Task requirements -> Pick out each of the lines below that contains the string "framed", and copy those lines in full. Case matters when matching.

Extracted data ->
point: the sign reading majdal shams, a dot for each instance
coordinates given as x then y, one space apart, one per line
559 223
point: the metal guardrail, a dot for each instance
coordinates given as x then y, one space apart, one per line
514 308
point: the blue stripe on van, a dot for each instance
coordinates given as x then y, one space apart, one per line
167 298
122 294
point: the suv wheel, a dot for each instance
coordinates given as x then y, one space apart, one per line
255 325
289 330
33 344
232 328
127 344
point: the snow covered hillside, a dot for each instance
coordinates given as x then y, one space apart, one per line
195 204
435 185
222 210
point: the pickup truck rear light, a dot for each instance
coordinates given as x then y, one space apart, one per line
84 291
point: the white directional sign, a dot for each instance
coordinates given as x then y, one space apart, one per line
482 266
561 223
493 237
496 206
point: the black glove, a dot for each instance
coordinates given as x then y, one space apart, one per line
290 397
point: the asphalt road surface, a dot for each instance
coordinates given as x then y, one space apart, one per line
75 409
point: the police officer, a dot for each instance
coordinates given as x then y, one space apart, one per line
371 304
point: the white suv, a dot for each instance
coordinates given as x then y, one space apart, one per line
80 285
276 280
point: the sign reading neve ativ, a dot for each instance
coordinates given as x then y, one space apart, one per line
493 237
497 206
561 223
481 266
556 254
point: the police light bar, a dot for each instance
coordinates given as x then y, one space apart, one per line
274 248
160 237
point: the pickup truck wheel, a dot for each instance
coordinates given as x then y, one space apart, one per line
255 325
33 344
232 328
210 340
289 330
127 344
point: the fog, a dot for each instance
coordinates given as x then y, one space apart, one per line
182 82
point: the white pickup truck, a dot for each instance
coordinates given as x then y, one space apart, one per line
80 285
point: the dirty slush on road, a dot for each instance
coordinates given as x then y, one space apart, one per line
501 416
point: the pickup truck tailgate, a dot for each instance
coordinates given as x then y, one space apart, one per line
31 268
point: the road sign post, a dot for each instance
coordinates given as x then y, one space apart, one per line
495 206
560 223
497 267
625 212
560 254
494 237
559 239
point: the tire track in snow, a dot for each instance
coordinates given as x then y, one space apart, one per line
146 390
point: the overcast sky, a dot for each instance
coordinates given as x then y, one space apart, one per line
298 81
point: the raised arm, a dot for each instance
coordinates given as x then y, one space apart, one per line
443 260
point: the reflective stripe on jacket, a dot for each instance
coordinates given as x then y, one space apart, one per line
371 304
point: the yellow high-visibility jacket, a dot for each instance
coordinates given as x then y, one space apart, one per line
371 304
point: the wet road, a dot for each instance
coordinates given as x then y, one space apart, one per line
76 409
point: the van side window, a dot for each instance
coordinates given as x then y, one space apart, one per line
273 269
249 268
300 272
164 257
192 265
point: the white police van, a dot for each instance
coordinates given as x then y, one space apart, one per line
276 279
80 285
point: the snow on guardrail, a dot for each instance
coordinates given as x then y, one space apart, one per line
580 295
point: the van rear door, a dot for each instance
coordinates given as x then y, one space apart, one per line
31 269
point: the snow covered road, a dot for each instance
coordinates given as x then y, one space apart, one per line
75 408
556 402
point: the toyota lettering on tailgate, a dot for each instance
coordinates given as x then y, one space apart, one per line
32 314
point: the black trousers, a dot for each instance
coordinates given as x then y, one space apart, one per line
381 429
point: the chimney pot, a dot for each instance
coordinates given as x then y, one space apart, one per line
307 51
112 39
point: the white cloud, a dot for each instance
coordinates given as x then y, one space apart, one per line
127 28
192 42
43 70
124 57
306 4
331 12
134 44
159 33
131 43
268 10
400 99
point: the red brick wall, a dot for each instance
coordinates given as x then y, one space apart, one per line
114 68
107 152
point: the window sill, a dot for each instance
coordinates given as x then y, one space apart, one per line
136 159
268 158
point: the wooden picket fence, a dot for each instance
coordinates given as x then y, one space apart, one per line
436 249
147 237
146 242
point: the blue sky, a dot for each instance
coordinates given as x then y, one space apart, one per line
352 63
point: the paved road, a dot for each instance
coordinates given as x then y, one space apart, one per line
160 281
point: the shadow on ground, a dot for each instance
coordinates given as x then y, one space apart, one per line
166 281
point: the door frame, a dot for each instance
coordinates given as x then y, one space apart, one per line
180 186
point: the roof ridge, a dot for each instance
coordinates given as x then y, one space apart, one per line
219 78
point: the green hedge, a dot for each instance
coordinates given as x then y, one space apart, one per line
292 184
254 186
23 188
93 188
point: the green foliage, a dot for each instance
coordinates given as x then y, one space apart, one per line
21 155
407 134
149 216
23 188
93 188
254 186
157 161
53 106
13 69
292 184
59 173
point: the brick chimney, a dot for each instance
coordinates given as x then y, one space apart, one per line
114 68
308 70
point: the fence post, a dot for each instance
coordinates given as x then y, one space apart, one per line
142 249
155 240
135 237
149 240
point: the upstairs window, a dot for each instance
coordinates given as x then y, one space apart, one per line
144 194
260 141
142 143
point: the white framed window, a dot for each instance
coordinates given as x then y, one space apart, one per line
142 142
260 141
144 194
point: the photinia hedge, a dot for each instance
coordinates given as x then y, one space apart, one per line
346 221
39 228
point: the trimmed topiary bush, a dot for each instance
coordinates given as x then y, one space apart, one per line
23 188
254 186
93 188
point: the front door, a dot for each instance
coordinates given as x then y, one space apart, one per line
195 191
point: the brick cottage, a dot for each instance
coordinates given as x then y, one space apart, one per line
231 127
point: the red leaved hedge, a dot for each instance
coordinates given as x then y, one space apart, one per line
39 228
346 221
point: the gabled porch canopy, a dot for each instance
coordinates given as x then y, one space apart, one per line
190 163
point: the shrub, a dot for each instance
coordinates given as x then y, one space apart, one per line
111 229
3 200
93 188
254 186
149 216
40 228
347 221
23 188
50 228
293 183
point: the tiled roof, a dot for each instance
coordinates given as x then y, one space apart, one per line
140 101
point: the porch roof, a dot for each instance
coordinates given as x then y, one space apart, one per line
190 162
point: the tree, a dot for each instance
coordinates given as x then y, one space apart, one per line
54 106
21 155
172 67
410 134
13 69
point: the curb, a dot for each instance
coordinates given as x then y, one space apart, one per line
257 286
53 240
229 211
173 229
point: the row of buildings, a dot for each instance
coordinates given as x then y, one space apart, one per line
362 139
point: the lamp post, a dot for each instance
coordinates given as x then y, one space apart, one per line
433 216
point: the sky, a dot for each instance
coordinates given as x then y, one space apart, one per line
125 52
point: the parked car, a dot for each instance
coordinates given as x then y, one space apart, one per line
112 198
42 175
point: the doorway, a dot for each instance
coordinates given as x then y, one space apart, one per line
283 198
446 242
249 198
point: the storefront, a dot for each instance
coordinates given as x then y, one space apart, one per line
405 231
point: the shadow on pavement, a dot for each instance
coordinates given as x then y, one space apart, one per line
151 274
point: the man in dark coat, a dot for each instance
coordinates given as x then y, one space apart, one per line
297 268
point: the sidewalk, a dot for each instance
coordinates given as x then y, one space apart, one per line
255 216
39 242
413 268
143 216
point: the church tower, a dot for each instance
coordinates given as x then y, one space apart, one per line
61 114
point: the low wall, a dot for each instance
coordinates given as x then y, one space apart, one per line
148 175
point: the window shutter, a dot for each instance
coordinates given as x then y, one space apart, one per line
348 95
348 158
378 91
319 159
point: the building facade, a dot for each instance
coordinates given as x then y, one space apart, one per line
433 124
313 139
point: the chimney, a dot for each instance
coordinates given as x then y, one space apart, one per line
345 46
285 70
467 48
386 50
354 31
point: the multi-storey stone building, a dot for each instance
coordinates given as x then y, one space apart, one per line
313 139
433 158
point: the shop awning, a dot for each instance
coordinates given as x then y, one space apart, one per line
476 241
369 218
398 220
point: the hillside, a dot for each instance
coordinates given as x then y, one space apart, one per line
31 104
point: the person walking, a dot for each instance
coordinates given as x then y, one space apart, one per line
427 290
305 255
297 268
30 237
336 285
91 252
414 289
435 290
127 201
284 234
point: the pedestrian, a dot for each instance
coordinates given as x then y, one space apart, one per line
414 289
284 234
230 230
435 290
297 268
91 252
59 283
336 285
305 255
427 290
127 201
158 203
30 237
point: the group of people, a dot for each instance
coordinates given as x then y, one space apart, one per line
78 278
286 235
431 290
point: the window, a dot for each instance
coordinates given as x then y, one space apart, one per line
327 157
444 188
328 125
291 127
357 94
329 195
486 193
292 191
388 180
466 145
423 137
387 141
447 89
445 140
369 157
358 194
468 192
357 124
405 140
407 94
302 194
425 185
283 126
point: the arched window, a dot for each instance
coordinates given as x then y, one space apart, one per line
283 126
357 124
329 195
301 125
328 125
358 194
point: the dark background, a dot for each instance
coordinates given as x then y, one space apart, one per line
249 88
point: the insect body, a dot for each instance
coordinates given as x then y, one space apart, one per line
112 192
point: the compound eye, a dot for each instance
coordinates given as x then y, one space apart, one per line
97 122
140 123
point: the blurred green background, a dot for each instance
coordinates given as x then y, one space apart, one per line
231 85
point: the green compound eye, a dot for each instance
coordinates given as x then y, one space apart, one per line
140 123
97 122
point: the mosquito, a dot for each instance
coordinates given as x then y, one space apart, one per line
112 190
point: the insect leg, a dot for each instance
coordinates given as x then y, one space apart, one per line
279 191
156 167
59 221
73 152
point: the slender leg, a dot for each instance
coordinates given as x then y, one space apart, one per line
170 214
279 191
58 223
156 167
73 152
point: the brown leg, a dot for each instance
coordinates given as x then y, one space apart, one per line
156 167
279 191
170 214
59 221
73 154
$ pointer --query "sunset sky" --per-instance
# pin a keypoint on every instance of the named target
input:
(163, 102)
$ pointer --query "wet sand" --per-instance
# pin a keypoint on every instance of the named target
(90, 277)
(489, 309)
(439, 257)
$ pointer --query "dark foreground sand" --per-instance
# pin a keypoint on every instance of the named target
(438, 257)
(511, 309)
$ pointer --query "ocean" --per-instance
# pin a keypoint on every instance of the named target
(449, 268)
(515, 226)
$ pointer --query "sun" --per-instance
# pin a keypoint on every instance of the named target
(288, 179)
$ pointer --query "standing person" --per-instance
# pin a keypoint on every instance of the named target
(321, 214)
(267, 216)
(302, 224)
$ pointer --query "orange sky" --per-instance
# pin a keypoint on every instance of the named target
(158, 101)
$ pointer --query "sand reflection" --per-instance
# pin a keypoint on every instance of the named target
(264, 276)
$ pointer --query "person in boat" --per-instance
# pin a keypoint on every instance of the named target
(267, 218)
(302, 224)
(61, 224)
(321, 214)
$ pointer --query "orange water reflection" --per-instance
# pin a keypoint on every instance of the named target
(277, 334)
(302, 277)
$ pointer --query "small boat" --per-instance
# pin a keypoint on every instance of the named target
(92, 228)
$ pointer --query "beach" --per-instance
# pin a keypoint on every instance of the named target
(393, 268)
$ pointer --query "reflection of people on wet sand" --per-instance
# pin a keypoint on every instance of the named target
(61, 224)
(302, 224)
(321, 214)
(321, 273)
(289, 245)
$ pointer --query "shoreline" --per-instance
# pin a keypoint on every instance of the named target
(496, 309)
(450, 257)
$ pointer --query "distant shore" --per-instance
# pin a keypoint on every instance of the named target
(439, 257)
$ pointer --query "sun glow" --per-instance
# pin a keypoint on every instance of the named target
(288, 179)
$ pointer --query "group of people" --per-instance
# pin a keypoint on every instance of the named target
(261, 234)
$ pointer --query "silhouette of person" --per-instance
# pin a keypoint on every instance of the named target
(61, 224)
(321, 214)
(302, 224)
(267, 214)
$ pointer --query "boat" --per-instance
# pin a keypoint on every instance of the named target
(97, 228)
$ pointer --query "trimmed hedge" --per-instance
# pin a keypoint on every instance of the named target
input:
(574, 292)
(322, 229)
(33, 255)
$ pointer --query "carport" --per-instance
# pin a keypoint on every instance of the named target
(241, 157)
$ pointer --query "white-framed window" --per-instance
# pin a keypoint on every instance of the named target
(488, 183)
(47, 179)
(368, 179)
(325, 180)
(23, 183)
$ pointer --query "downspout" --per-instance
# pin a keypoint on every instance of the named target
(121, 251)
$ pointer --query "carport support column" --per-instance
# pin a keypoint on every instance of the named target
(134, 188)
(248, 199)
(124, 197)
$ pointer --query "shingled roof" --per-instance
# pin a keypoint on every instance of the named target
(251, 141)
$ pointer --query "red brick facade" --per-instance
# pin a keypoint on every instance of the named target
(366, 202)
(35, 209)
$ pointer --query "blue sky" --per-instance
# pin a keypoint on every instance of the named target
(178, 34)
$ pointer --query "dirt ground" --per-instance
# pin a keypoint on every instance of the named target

Answer to the exercise ->
point: the white framed window, a dot for each instance
$ pointer --query "white-framed window" --per-instance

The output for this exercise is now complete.